### THE TASK
Please continue the passage about Kevin Turner from where it stops.

### SELECTED TEXT
Turner passed away last Thursday, at the age of 46.
Leaving a Legacy
Turner was also diagnosed with amyotrophic lateral sclerosis (ALS), also known as Lou Gehrig's disease, in 2010. His passing was due to the effects of ALS, but whether his ALS was due to his football career is a larger question, the answer to which he dedicated his later life: "Football had something to do with it," Turner told ESPN. "I don't know to what extent, and I may not ever know. But there are too many people I know that have ALS and played football in similar positions. They seem to be linebackers, fullbacks, strong safeties. Those are big collision guys."
He created the Kevin Turner Foundation to bring attention to ALS and other sports-related brain trauma, and to support research and treatment initiatives. Turner also donated his brain to ongoing chronic traumatic encephalopathy (CTE) research.

### EXCERPTED DATA
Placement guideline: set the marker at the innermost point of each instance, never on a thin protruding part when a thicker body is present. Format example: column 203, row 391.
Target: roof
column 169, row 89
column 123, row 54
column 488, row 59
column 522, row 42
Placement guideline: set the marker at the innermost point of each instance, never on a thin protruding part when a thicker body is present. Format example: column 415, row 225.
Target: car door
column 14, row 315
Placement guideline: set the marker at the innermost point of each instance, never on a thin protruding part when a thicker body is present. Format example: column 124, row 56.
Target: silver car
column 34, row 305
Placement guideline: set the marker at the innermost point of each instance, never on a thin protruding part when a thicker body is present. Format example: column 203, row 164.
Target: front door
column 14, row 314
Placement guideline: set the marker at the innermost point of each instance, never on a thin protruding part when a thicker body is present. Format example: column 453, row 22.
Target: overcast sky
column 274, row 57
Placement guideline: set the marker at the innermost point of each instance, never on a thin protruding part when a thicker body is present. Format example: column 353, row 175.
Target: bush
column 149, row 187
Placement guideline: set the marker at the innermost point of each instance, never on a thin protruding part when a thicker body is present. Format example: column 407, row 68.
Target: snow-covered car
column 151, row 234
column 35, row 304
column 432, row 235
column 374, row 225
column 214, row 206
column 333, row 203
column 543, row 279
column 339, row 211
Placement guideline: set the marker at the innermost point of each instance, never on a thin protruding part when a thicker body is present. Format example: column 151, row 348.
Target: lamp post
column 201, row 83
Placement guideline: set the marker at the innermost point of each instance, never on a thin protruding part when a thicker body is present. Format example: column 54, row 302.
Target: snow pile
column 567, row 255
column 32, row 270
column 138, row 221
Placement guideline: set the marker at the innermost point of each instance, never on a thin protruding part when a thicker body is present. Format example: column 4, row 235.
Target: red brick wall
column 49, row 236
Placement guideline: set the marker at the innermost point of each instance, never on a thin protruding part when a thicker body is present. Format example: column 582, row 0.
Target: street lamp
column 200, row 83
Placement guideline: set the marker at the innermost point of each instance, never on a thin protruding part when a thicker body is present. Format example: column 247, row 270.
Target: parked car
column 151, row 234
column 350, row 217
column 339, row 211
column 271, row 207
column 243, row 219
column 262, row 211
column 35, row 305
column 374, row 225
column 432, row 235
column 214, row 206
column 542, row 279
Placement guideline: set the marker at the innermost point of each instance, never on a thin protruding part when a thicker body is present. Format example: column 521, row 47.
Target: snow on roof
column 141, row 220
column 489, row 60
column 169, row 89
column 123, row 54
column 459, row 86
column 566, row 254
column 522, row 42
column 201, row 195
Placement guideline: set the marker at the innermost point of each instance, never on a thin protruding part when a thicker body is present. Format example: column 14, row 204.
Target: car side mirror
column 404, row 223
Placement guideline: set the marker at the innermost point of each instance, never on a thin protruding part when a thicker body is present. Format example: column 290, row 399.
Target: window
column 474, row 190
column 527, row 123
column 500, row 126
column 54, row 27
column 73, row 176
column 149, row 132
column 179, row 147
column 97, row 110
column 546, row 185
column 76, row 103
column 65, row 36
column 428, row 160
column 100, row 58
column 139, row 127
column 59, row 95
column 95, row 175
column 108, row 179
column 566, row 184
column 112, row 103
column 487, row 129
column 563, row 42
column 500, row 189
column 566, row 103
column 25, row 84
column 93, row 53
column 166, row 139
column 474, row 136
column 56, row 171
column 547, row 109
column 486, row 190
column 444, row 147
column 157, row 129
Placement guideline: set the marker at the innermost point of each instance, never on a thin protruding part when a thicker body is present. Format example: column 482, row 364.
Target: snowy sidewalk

### YOUR RESPONSE
Leading the Way
Perhaps his most lasting legacy, however, will be as the lead plaintiff in a concussion lawsuit against the NFL that began with 100 ex-players and ballooned to cover more than 4,500 former NFL players. That case originally settled for $760 million, but a judge later removed the damages cap. The settlement doesn't cover every ex-player with grievances about how the NFL handled concussions, but it was a huge step forward in receiving some compensation from the league.
In a moving tribute, Dave Zirin wrote:
"...ALS robbed Kevin Turner of his bodily control joint by joint, yet he never lost either his fierce dignity or his courage. In fact, Kevin Turner's willingness to be as public as possible about the condition of his body and take on the NFL is really one of the more courageous acts we've seen in this sports world."